• PROBLEM DETAILS
The expected output is the complete listing, unchanged.

• DATA FOR THIS EXERCISE
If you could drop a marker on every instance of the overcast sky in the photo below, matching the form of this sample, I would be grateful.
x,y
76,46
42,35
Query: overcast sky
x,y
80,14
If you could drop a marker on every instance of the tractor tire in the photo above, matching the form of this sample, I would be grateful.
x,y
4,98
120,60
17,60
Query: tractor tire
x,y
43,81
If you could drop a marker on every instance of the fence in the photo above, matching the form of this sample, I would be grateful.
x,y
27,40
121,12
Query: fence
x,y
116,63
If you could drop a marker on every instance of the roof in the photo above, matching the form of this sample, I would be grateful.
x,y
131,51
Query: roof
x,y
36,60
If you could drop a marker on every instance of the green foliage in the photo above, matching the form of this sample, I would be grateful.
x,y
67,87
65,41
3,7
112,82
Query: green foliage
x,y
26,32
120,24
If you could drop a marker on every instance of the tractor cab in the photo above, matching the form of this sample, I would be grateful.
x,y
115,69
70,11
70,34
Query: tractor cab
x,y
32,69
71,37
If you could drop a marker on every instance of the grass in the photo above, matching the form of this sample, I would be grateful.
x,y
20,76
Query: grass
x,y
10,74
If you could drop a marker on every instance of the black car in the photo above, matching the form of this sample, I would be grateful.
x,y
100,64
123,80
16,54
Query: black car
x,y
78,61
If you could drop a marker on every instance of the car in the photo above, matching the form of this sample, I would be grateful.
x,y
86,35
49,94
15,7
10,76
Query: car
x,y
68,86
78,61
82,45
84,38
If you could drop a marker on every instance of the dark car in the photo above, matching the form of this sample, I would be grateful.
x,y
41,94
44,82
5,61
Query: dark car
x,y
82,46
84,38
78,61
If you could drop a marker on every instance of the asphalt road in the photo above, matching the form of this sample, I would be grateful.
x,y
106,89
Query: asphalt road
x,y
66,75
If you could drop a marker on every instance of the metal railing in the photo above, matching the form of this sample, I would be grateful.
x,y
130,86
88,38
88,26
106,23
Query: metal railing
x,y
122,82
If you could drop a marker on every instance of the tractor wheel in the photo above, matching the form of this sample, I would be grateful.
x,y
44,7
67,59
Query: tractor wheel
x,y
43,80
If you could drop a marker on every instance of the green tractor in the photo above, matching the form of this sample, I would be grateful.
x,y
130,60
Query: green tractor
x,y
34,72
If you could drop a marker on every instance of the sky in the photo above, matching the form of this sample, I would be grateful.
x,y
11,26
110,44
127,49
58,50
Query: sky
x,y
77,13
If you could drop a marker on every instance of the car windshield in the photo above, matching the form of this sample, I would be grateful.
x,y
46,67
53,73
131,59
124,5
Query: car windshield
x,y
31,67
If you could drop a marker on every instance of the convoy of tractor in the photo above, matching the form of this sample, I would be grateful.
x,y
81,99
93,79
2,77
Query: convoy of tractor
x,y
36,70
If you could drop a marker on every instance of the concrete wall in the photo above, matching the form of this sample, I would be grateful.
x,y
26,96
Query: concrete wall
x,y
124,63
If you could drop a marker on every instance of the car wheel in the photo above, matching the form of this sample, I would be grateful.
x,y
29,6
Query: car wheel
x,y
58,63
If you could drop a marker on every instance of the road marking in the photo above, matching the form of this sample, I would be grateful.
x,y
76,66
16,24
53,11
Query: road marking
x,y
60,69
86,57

• EXERCISE SOLUTION
If you could drop a marker on every instance of the overcast sky in the photo below, matching the form of this sample, I would be grateful.
x,y
76,46
42,35
Query: overcast sky
x,y
80,14
If you could drop a marker on every instance of the tractor tire in the photo above, matching the form of this sample, I would be grateful.
x,y
4,98
120,60
17,60
Query: tractor tire
x,y
43,81
If you could drop a marker on every instance of the fence in the photo above, matching the form of this sample, I would be grateful.
x,y
27,40
121,12
Query: fence
x,y
116,63
If you could drop a marker on every instance of the roof in the photo above, matching the form of this sample, I would be grateful.
x,y
131,51
Query: roof
x,y
36,60
If you could drop a marker on every instance of the green foliage in the photo above, matching the form of this sample, I would be grateful.
x,y
67,87
65,41
3,7
112,82
Query: green foliage
x,y
26,32
120,24
If you could drop a marker on every instance of the tractor cab in the photo above, matching the form of this sample, I would be grateful.
x,y
115,69
70,11
70,34
Query: tractor cab
x,y
32,69
71,37
If you could drop a marker on every instance of the grass in the photo above, matching the form of this sample, I would be grateful.
x,y
20,76
Query: grass
x,y
10,74
If you could drop a marker on every instance of the black car in the photo above, matching the form of this sample, I would be grateful.
x,y
100,64
123,80
16,54
Query: black car
x,y
78,61
If you could drop a marker on every instance of the car in the photo above, matching the form of this sample, I would be grateful.
x,y
86,35
49,94
15,7
10,76
Query: car
x,y
68,86
78,61
82,45
84,38
If you could drop a marker on every instance of the dark car in the photo above, matching the form of this sample, I would be grateful.
x,y
41,94
44,82
5,61
Query: dark car
x,y
82,46
84,38
78,61
If you could drop a marker on every instance of the asphalt road in the photo above, matching the form of this sample, I would be grateful.
x,y
106,89
Query: asphalt road
x,y
66,75
If you could drop a marker on every instance of the metal railing in the photo above, matching the form of this sample, I would be grateful.
x,y
130,86
88,38
88,26
106,23
Query: metal railing
x,y
122,82
If you could drop a marker on every instance of the tractor wheel in the photo above, matching the form of this sample, I would be grateful.
x,y
44,7
67,59
Query: tractor wheel
x,y
43,80
If you could drop a marker on every instance of the green tractor in the photo above, matching the form of this sample, I would be grateful.
x,y
130,60
Query: green tractor
x,y
34,72
If you could drop a marker on every instance of the sky in the photo above, matching the form of this sample, I would be grateful.
x,y
11,26
110,44
127,49
58,50
Query: sky
x,y
77,13
If you could drop a marker on every instance of the car windshield in the photo above, matching the form of this sample, I would be grateful.
x,y
46,67
53,73
131,59
124,5
Query: car windshield
x,y
31,67
If you could drop a marker on every instance of the convoy of tractor in the photo above, matching the form of this sample, I would be grateful.
x,y
81,99
93,79
2,77
Query: convoy of tractor
x,y
36,70
If you could drop a marker on every instance of the concrete wall in the photo above, matching the form of this sample, I would be grateful.
x,y
26,96
Query: concrete wall
x,y
124,63
If you could drop a marker on every instance of the car wheel in the photo above, matching the form of this sample, I would be grateful.
x,y
29,6
Query: car wheel
x,y
58,63
If you could drop a marker on every instance of the road marking in the photo above, matching the form of this sample, I would be grateful.
x,y
76,66
16,24
53,11
Query: road marking
x,y
60,69
86,57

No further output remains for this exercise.